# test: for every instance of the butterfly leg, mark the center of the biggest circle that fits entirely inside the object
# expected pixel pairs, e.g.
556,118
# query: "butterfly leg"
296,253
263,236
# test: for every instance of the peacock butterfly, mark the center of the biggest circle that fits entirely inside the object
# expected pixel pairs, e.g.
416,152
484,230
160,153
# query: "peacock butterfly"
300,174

=-=-=

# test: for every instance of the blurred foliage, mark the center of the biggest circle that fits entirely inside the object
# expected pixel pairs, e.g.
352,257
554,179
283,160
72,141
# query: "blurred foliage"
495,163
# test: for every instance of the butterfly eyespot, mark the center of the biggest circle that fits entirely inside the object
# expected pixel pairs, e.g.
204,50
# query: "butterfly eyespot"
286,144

=-=-=

**Exercise prompt**.
Please extract every line in the entries above that contains the string "mark", treating uppercase and lowercase as distinct.

**Expected answer**.
# test: for every instance of the butterfly leg, mark the center of the biggest circle that fits entirely inside the object
# test: for every instance of the peacock butterfly, mark the center of the biggest circle that fits entirely inside the object
# test: for every instance of the blurred foliage, mark the center of the biggest circle that fits entirely inside the object
# test: for every instance of the butterfly eyespot, mark the center of the biggest circle that fits entirely inside the object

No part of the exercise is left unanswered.